> [Text passage]
***
Skip to content

6. Operational Knowledge for Redis

This is the scenario where your Spring Boot application can no longer connect to the Redis server. This could be due to a Redis process crash, a server reboot, or a network failure between your application and Redis.

Your application’s behavior changes instantly and dramatically depending on how you use Redis:

  • For Caching: Every request that would have been a cache hit now becomes a cache miss. The RedisTemplate calls or @Cacheable proxies will time out or throw exceptions.
  • For Sessions: If you use Spring Session, no user sessions can be retrieved or created. From the user’s perspective, everyone is logged out, and no one can log in.
  • For Distributed Locks: Your application cannot acquire locks. Any process that relies on a lock to prevent race conditions will either fail or, worse, proceed without the lock, leading to data corruption.
  • For Pub/Sub: Publishers can no longer send messages, and subscribers are disconnected. Real-time notifications and decoupled tasks stop flowing.

The most dangerous consequence of a cache failure is the cascading failure it causes.

Imagine your application normally serves 95% of its read traffic from the Redis cache. When Redis goes down:

  1. That 95% of traffic, which was previously handled in sub-milliseconds by Redis, is now re-routed to your primary database.
***
> [Given entries]
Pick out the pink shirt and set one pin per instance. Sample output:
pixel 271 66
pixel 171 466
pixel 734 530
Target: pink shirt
***
> [Exercise task A] In the Redis outage text, what happens to Publishers and subscribers when Redis is unavailable?
> [Exercise task B] Rewrite the stretch of the Redis outage text from "Your application’s behavior" through "failure it causes.", swapping "race conditions" for "concurrency conflicts".

> [Task result A] Publishers can no longer send messages, and subscribers are disconnected.

> [Task result B]
Your application’s behavior changes instantly and dramatically depending on how you use Redis:

  • For Caching: Every request that would have been a cache hit now becomes a cache miss. The RedisTemplate calls or @Cacheable proxies will time out or throw exceptions.
  • For Sessions: If you use Spring Session, no user sessions can be retrieved or created. From the user’s perspective, everyone is logged out, and no one can log in.
  • For Distributed Locks: Your application cannot acquire locks. Any process that relies on a lock to prevent concurrency conflicts will either fail or, worse, proceed without the lock, leading to data corruption.
  • For Pub/Sub: Publishers can no longer send messages, and subscribers are disconnected. Real-time notifications and decoupled tasks stop flowing.

The most dangerous consequence of a cache failure is the cascading failure it causes.